Passage shown –
-*-

USDA has continued its efforts to protect the nation’s food supply.  The Office of Inspector General at USDA published a report in March 2017, “Agroterrorism Prevention, Detection, and Response

“to evaluate if USDA’s [Office of Homeland Security and Emergency Coordination’s] OHSEC had developed and communicated effective plans and procedures to prevent, detect, and respond to agroterrorism threats.”

The OIG recommended:

Development and implementation of written processes to effectively oversea USDA’s agroterrorism prevention, detection, and response activities;

Development and implementation of a comprehensive process to track USDA’s compliance with Homeland Security Presidential Directive (HSPD)-9; and

Improvement of the process used to create the Sector Specific Plan (SSP).

The recommendations were largely accepted and will hopefully be completed before they are needed.


I recently reconnected with colleagues at the annual meeting of the National Institute for Animal Agriculture in Columbus, Ohio on April 6, 2017 where a special session was held, titled “Animal Care Standards: How Laws, Commitments, & Public Perception Have Changed the Landscape.”

A special shout out to the attending former and current State Veterinarians, including Dr. Glauer-State Veterinarian Ohio (ret.), and Dr. Tony Forshey-State Veterinarian Ohio.  State Veterinarians are a state animal health officials charged with protecting the health and well-being of animals in their state.  I served as the New Jersey State Veterinarian for nearly a decade.

-*-

Point localization data
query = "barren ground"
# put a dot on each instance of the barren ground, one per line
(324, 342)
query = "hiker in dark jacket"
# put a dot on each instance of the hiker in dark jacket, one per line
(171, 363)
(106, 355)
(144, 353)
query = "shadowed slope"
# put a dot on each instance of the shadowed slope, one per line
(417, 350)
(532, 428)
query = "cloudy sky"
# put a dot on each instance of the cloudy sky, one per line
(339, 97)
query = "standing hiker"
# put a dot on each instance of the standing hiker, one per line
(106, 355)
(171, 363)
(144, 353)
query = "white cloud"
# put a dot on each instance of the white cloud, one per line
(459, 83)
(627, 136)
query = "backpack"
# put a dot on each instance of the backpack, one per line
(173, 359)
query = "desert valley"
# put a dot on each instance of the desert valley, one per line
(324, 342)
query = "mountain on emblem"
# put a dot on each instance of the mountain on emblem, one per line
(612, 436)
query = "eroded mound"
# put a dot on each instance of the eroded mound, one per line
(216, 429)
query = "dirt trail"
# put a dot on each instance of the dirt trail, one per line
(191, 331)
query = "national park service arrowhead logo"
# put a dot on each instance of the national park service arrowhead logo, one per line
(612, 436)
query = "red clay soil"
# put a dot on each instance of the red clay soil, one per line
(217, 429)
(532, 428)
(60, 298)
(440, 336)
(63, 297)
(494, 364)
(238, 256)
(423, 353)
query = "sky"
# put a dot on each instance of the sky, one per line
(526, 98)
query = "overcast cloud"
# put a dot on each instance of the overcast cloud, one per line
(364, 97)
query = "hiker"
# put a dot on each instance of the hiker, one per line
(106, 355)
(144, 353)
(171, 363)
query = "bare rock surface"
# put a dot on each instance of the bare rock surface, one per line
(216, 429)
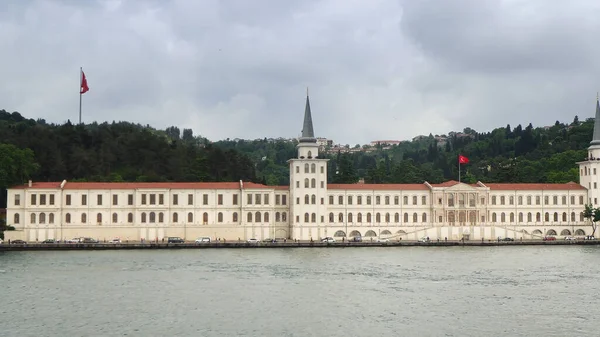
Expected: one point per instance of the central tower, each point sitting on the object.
(308, 185)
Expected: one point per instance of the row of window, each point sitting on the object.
(538, 199)
(313, 167)
(386, 200)
(154, 199)
(153, 217)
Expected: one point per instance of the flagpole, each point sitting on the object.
(80, 80)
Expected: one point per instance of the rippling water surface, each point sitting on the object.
(418, 291)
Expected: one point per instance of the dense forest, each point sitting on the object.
(34, 149)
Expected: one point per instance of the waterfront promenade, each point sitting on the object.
(288, 244)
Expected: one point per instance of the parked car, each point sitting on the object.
(203, 240)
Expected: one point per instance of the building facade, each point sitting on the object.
(309, 208)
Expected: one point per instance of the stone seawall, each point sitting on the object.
(289, 244)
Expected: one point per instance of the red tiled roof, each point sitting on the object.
(535, 186)
(159, 185)
(378, 187)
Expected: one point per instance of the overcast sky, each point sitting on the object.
(376, 69)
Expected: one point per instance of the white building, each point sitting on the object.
(308, 208)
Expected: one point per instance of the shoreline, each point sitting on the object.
(301, 244)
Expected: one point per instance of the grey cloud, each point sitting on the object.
(377, 69)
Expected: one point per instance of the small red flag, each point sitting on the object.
(84, 88)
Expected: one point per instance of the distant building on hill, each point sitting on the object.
(309, 208)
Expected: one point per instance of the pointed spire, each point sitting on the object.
(596, 138)
(308, 134)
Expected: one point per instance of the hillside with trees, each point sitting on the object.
(34, 149)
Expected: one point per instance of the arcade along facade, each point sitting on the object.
(309, 208)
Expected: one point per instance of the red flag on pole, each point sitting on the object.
(84, 87)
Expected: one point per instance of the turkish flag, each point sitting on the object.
(84, 88)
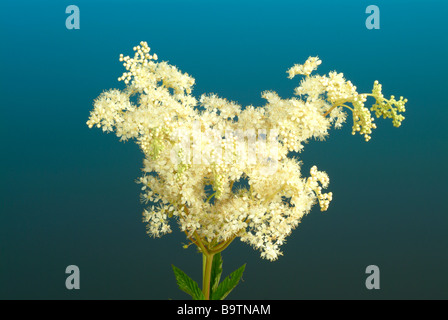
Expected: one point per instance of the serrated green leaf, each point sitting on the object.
(216, 272)
(228, 284)
(187, 285)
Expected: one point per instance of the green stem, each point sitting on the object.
(207, 260)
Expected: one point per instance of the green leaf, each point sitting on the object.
(187, 285)
(216, 272)
(228, 284)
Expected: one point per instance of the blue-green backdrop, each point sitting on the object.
(68, 193)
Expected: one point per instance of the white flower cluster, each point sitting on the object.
(220, 170)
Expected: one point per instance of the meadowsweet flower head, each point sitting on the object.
(222, 171)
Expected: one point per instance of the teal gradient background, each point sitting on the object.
(68, 193)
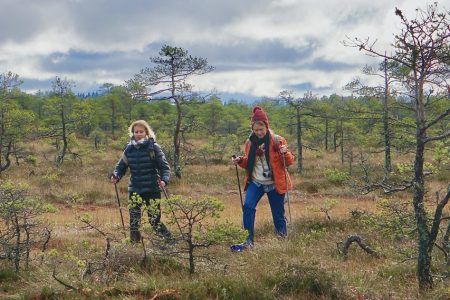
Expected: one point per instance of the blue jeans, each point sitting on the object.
(253, 194)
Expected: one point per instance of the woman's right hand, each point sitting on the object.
(113, 179)
(235, 159)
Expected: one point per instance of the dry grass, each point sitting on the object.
(311, 246)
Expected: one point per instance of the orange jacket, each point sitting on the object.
(276, 163)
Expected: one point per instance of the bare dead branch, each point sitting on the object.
(343, 246)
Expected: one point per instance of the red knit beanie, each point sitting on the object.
(259, 115)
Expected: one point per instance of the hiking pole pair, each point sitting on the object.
(239, 183)
(285, 180)
(120, 210)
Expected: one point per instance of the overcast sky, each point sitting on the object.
(258, 47)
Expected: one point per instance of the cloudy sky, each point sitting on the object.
(258, 47)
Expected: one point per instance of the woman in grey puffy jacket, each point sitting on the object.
(150, 172)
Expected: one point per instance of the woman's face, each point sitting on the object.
(139, 132)
(259, 130)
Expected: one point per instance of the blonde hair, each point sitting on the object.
(259, 123)
(148, 130)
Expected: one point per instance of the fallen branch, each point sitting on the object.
(343, 246)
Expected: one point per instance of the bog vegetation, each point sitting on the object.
(370, 213)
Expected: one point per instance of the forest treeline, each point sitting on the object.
(345, 124)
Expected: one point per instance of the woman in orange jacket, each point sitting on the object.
(263, 161)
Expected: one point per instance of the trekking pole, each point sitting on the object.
(285, 180)
(120, 210)
(163, 188)
(239, 184)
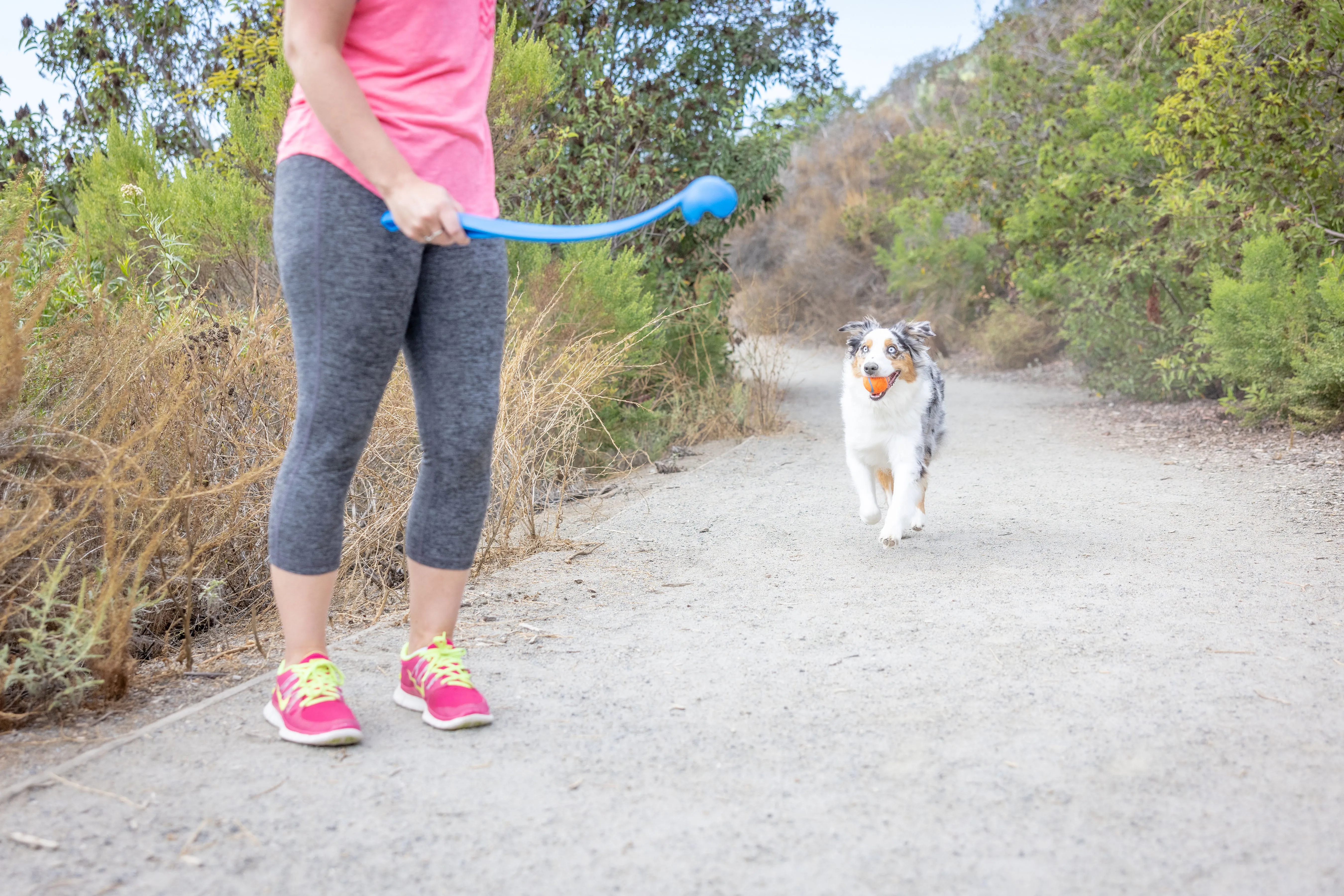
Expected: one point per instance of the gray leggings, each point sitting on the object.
(357, 296)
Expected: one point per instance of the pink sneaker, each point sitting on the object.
(308, 707)
(437, 686)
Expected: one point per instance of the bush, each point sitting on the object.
(1277, 335)
(1012, 339)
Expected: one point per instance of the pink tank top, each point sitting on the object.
(425, 66)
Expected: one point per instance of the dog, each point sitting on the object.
(894, 420)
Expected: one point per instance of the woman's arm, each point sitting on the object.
(315, 31)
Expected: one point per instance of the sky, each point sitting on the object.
(876, 37)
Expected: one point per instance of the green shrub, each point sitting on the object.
(1276, 335)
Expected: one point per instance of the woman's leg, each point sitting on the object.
(455, 342)
(349, 287)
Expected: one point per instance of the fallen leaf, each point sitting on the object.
(37, 843)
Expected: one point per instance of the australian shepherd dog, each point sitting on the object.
(892, 403)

-*-

Task item A –
In the USDA passage, when did the Office of Inspector General publish its agroterrorism report?
Task item B –
Continue the USDA passage, starting after its final sentence.
None of the records are needed here.

Answer section A –
March 2017

Answer section B –
Also attending were presenters, including: (1) Dr. Janet Helms, National Director of American Humane; (2) Chelsea Good, J.D., VP government and industry affairs, Livestock Marketing Association; (3) Candace Croney, Ph.D., Director, Center for Animal Welfare Science, Associate Professor, animal Behavior and Wellbeing, Purdue University; (4) Judge Linda Chezem, Indiana Court of Appeals (ret.) and others representing retail, private and public organizations.

One topic discussed was how governmental and private animal care standards of care benefit animals and consumers.  There is some concern that consumers, unfamiliar with the different certifying standards available, may be confused by labeling at the point of sale.  This is compounded by the fact that most consumers are unfamiliar with animal agriculture―fewer than 2% of the US population is directly involved with animal agriculture facilities that provide food and fiber to the rest of the US population and much of the rest of the world.

One of the longest standing third-party certification program, American Humane Certified™, was established by American Humane.  This nonprofit was “f]ounded in 1877 . . . [and] is committed to ensuring the safety, welfare and well-being of animals.”

As described on its website “The American Humane Certified™ program is a voluntary third party animal welfare audit program that is rapidly setting the standards for the way that food animals are raised in the U.S.

The American Humane Certified™ Animal Welfare Standards are species-specific and grounded on solid scientific research. The standards were created with input from renowned animal science experts and veterinarians and are frequently reviewed by our Scientific Advisory Committee to reflect current research, technological advances, best practices, and humane handling methods. Our Animal Welfare Standards were built upon the Five Freedoms of Animal Welfare, which require that an animal be healthy, comfortable, well-nourished, safe, able to express normal behavior, and free from unpleasant states such as pain, fear, and distress. American Humane Certified producers are audited for their compliance to the standards.”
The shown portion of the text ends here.